**LIST OF TASKS**
1. Quote the stretch of the casino lawsuit article from "Glenn, 30, collapsed" through "2007 car wreck.".
2. According to the casino lawsuit article, why did the appeals panel conclude that the casino had no duty and no liability? Answer in one to three sentences.

**EXTRACT PROVIDED**
------------------------------------------------------------------------
A federal appeals court has declined to allow the family of Bryan Lee Glenn to pursue a wrongful death lawsuit that alleges a Biloxi, Mississippi, casino kept serving drinks to the man while he was drunk.
Glenn, 30, collapsed in his hotel room at the IP Casino resort the night of Aug. 6, 2009, and died the next day of alcohol poisoning combined with prescription medications, court records show.
The suit was filed in U.S. District Court in Gulfport, Mississippi, by Glenn’s family in 2012. The lawsuit sought $75 million in damages. At the time of Glenn’s death, the casino was known as Imperial Palace; Boyd Gaming bought it in 2011.
Glenn had taken prescription painkillers as well as anti-psychotic medications in the weeks before his death, the lawsuit said. He was being treated for physical injuries as well as psychosis and hallucinations. Glenn had suffered a brain injury in a 2004 four-wheeler accident and back injuries in a 2007 car wreck.
Joanne Glenn argued that the casino was told about her son’s condition but kept serving him.
The casino’s attorneys argued that the case fell under Mississippi’s “dram shop” law. The law holds businesses liable if they serve alcohol to a patron who is visibly drunk and then kills or injures someone else. They said the law “is not intended for the protection of visibly intoxicated patrons.”
U.S. District Judge Sul Ozerden dismissed the lawsuit in 2013, agreeing with the casino’s lawyers that the state law didn’t apply.
On Monday, a three-judge panel of the 5th U.S. Circuit Court of Appeals upheld Ozerden’s ruling.
“Under Mississippi law, the proximate cause of bodily harm resulting from intoxication is the consumption – not the provision or sale – of alcohol. Bryan’s consumption – not any action by IP – caused his harm. IP therefore had no duty, and no liability,” the panel said.
------------------------------------------------------------------------
**Collected data**
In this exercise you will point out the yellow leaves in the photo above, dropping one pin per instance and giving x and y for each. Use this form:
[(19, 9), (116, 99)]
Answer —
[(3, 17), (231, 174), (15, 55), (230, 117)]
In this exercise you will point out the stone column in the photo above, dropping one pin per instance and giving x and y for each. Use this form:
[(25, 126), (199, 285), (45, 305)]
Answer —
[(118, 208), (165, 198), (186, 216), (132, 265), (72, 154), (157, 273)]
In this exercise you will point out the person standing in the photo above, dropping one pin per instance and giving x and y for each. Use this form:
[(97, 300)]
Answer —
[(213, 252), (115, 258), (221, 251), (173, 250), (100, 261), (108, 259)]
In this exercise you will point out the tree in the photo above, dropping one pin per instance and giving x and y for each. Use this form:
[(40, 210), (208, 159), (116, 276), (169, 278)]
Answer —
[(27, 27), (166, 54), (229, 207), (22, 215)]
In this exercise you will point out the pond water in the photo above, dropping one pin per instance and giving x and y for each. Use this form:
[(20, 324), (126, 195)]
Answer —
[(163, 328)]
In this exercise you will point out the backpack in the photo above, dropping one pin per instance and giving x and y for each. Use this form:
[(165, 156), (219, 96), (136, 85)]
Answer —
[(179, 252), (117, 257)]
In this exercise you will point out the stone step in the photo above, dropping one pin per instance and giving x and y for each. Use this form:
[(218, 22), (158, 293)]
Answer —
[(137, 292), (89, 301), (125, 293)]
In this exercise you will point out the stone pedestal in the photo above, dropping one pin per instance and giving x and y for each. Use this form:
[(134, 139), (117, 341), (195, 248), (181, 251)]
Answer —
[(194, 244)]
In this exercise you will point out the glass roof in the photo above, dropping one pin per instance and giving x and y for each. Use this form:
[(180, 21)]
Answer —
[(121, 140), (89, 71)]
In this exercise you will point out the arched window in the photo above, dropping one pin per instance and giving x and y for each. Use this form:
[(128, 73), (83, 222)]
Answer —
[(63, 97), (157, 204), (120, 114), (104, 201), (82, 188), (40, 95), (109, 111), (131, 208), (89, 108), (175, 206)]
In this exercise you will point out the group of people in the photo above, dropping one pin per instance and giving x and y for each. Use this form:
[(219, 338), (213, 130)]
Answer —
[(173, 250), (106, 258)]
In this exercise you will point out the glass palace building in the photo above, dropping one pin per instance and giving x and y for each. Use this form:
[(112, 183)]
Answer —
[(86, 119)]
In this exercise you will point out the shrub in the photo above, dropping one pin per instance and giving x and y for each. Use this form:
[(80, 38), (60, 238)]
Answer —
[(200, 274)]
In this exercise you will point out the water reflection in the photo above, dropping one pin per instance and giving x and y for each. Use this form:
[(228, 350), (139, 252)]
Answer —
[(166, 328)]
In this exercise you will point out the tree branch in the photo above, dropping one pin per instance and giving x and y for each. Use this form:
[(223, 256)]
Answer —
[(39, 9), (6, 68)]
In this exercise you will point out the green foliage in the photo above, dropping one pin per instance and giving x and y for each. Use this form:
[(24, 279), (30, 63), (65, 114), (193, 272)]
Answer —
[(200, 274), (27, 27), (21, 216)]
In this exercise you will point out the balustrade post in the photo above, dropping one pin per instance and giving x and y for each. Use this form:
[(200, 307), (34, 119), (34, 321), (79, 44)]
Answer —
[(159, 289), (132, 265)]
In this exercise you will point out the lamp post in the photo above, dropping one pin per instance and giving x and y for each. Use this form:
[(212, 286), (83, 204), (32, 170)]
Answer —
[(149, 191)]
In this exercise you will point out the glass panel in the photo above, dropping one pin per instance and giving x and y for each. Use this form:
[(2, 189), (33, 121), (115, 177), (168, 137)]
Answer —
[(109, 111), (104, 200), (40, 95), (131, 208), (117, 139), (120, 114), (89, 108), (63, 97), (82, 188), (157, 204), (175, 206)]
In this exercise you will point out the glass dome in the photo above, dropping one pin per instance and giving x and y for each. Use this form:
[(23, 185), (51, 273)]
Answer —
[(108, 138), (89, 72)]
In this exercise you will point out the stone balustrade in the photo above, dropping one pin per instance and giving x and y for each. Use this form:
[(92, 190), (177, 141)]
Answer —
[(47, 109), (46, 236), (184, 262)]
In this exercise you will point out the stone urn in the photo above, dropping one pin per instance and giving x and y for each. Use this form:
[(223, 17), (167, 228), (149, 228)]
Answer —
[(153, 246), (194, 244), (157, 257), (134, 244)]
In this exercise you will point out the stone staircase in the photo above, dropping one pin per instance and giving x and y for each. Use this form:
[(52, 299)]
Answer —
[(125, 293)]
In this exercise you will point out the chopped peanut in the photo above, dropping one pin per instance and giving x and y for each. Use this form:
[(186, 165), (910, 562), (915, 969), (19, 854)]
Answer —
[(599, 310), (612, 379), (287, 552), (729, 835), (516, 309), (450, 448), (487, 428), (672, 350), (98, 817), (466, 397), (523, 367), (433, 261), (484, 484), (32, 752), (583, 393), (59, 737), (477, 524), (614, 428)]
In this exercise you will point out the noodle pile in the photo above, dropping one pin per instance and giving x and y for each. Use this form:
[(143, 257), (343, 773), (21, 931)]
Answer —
------------------------------------------------------------------------
**RESPONSES BY ITEM NUMBER**
1.
Glenn, 30, collapsed in his hotel room at the IP Casino resort the night of Aug. 6, 2009, and died the next day of alcohol poisoning combined with prescription medications, court records show.
The suit was filed in U.S. District Court in Gulfport, Mississippi, by Glenn’s family in 2012. The lawsuit sought $75 million in damages. At the time of Glenn’s death, the casino was known as Imperial Palace; Boyd Gaming bought it in 2011.
Glenn had taken prescription painkillers as well as anti-psychotic medications in the weeks before his death, the lawsuit said. He was being treated for physical injuries as well as psychosis and hallucinations. Glenn had suffered a brain injury in a 2004 four-wheeler accident and back injuries in a 2007 car wreck.

2. Under Mississippi law, the proximate cause of bodily harm from intoxication is the consumption of alcohol, not its provision or sale. Because Bryan's own consumption, and not any action by the casino, caused his harm, the panel held that the casino had no duty and no liability.